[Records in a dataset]
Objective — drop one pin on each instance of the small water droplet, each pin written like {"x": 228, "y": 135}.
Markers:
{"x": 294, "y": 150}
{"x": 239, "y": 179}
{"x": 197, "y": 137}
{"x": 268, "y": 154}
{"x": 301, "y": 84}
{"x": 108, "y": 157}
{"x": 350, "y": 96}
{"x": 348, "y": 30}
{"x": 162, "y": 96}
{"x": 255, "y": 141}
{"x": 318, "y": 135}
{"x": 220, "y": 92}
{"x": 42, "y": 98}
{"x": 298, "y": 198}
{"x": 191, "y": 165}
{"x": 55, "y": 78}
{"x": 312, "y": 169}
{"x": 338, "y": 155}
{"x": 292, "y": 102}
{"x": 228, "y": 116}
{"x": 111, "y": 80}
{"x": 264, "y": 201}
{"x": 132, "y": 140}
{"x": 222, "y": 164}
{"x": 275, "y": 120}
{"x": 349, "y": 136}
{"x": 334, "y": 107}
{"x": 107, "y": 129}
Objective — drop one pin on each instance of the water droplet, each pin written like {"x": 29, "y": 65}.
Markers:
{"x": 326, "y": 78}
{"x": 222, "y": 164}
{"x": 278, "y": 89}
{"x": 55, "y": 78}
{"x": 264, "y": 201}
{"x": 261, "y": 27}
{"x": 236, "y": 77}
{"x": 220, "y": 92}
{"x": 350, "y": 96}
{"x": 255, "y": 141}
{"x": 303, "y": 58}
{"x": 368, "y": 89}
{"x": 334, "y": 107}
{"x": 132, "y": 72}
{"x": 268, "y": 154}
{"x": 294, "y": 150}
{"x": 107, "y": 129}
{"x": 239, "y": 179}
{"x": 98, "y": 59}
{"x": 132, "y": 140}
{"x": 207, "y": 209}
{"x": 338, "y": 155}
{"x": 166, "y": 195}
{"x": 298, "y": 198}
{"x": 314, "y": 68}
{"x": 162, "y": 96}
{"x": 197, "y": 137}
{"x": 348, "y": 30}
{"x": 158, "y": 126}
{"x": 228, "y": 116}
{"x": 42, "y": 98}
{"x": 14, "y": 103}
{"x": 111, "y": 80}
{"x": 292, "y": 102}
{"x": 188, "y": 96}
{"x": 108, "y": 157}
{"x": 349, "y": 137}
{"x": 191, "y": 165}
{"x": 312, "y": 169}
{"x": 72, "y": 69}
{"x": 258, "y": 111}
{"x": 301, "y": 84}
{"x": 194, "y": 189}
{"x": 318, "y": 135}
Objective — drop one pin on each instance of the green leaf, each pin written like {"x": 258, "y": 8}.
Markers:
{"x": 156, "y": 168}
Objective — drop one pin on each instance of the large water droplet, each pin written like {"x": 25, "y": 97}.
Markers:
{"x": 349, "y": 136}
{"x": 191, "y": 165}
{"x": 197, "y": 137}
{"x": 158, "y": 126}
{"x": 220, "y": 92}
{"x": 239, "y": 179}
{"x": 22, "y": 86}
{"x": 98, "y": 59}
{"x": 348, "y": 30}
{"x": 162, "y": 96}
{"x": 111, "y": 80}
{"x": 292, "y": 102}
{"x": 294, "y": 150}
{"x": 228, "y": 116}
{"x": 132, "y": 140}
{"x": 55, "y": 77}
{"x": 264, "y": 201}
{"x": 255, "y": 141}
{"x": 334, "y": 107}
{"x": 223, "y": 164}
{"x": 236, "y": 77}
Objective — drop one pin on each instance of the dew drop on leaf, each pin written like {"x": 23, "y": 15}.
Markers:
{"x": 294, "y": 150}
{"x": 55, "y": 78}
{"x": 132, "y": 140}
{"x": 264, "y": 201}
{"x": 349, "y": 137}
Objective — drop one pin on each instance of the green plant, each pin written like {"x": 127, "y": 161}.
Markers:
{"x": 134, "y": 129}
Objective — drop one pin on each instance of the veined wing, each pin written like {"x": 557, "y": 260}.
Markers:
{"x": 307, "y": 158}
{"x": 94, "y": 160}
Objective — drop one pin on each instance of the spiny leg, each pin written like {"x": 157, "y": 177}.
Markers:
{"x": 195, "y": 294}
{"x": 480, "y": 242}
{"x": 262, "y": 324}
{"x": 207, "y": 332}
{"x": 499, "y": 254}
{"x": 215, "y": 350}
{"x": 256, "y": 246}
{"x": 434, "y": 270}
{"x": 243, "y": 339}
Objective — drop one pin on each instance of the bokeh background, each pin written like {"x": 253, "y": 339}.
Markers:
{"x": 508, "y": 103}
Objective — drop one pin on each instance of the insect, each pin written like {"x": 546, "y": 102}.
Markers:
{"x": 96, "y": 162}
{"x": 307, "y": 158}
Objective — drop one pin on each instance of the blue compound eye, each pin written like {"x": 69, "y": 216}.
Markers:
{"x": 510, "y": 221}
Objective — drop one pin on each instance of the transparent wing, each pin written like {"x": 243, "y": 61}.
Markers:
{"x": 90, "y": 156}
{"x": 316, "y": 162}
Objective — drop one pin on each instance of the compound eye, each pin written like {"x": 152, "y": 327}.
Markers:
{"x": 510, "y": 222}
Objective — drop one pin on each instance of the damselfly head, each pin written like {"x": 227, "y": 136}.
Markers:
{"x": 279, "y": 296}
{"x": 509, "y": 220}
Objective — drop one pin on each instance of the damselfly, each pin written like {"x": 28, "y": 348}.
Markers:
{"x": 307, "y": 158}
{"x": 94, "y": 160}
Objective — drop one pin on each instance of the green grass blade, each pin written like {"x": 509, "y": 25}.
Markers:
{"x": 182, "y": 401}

Aim of the exercise >> Rewrite all of the material above, changing every "Markers" to "Pins" and leaving everything else unchanged.

Reply to the task >>
Objective — drop one pin on each instance of the small water droplet, each pin written like {"x": 228, "y": 135}.
Pins:
{"x": 294, "y": 150}
{"x": 239, "y": 179}
{"x": 197, "y": 137}
{"x": 268, "y": 154}
{"x": 301, "y": 84}
{"x": 108, "y": 157}
{"x": 350, "y": 96}
{"x": 348, "y": 30}
{"x": 162, "y": 96}
{"x": 255, "y": 141}
{"x": 318, "y": 135}
{"x": 220, "y": 92}
{"x": 42, "y": 98}
{"x": 298, "y": 198}
{"x": 191, "y": 165}
{"x": 55, "y": 78}
{"x": 312, "y": 169}
{"x": 338, "y": 155}
{"x": 292, "y": 102}
{"x": 228, "y": 116}
{"x": 111, "y": 80}
{"x": 264, "y": 201}
{"x": 132, "y": 140}
{"x": 222, "y": 164}
{"x": 275, "y": 120}
{"x": 349, "y": 136}
{"x": 334, "y": 107}
{"x": 107, "y": 129}
Objective — drop one pin on each instance of the water droplet, each pin written like {"x": 29, "y": 65}.
Pins:
{"x": 326, "y": 78}
{"x": 222, "y": 164}
{"x": 278, "y": 89}
{"x": 55, "y": 78}
{"x": 264, "y": 201}
{"x": 261, "y": 27}
{"x": 236, "y": 77}
{"x": 220, "y": 92}
{"x": 350, "y": 96}
{"x": 255, "y": 141}
{"x": 303, "y": 58}
{"x": 368, "y": 89}
{"x": 334, "y": 107}
{"x": 132, "y": 72}
{"x": 268, "y": 154}
{"x": 294, "y": 150}
{"x": 107, "y": 129}
{"x": 239, "y": 179}
{"x": 98, "y": 59}
{"x": 132, "y": 140}
{"x": 207, "y": 209}
{"x": 338, "y": 155}
{"x": 166, "y": 195}
{"x": 298, "y": 198}
{"x": 314, "y": 68}
{"x": 162, "y": 96}
{"x": 197, "y": 137}
{"x": 348, "y": 30}
{"x": 158, "y": 126}
{"x": 228, "y": 116}
{"x": 42, "y": 98}
{"x": 14, "y": 103}
{"x": 111, "y": 80}
{"x": 292, "y": 102}
{"x": 188, "y": 96}
{"x": 108, "y": 157}
{"x": 349, "y": 137}
{"x": 191, "y": 165}
{"x": 312, "y": 169}
{"x": 72, "y": 69}
{"x": 258, "y": 111}
{"x": 301, "y": 84}
{"x": 194, "y": 189}
{"x": 318, "y": 135}
Objective — drop one pin on each instance of the green leaf, each pin written like {"x": 258, "y": 8}.
Pins:
{"x": 156, "y": 168}
Objective — drop one pin on each instance of the large water droplet, each pin written like {"x": 25, "y": 97}.
Pins:
{"x": 349, "y": 136}
{"x": 191, "y": 165}
{"x": 197, "y": 137}
{"x": 158, "y": 126}
{"x": 220, "y": 92}
{"x": 239, "y": 179}
{"x": 22, "y": 86}
{"x": 98, "y": 59}
{"x": 348, "y": 30}
{"x": 162, "y": 96}
{"x": 111, "y": 80}
{"x": 292, "y": 102}
{"x": 294, "y": 150}
{"x": 228, "y": 116}
{"x": 132, "y": 140}
{"x": 55, "y": 77}
{"x": 264, "y": 201}
{"x": 255, "y": 141}
{"x": 334, "y": 107}
{"x": 223, "y": 164}
{"x": 236, "y": 77}
Objective — drop one pin on each instance of the dew drop on leaf, each pin written like {"x": 23, "y": 15}.
Pins:
{"x": 294, "y": 150}
{"x": 55, "y": 78}
{"x": 132, "y": 140}
{"x": 264, "y": 201}
{"x": 349, "y": 137}
Objective — drop one pin on each instance of the green plant, each pin written like {"x": 127, "y": 161}.
Pins:
{"x": 134, "y": 129}
Objective — drop one pin on each instance of the veined wing, each pin written like {"x": 557, "y": 260}.
Pins:
{"x": 307, "y": 158}
{"x": 94, "y": 160}
Objective — drop one pin on each instance of the spiny leg, each pin written like {"x": 157, "y": 177}.
Pins:
{"x": 195, "y": 294}
{"x": 480, "y": 242}
{"x": 262, "y": 324}
{"x": 207, "y": 332}
{"x": 499, "y": 254}
{"x": 215, "y": 350}
{"x": 256, "y": 246}
{"x": 434, "y": 270}
{"x": 243, "y": 339}
Objective — drop one pin on each instance of the bokeh background, each pin written like {"x": 253, "y": 339}.
Pins:
{"x": 508, "y": 103}
Objective — drop one pin on each instance of the insect, each pin written like {"x": 546, "y": 102}.
Pins:
{"x": 96, "y": 162}
{"x": 307, "y": 158}
Objective — drop one pin on each instance of the blue compound eye, each pin written like {"x": 69, "y": 216}.
Pins:
{"x": 510, "y": 221}
Objective — drop one pin on each instance of the transparent wing, each pin written like {"x": 243, "y": 61}.
Pins:
{"x": 90, "y": 156}
{"x": 316, "y": 162}
Objective — drop one pin on each instance of the compound eye, each pin written like {"x": 152, "y": 327}.
Pins:
{"x": 510, "y": 222}
Objective — drop one pin on each instance of the damselfly head, each pin written like {"x": 227, "y": 136}.
Pins:
{"x": 279, "y": 296}
{"x": 509, "y": 220}
Objective — drop one pin on each instance of the damselfly, each pin written like {"x": 28, "y": 348}.
Pins:
{"x": 307, "y": 158}
{"x": 94, "y": 160}
Objective — drop one pin on each instance of the green grass blade, each pin written like {"x": 509, "y": 25}.
Pins:
{"x": 182, "y": 401}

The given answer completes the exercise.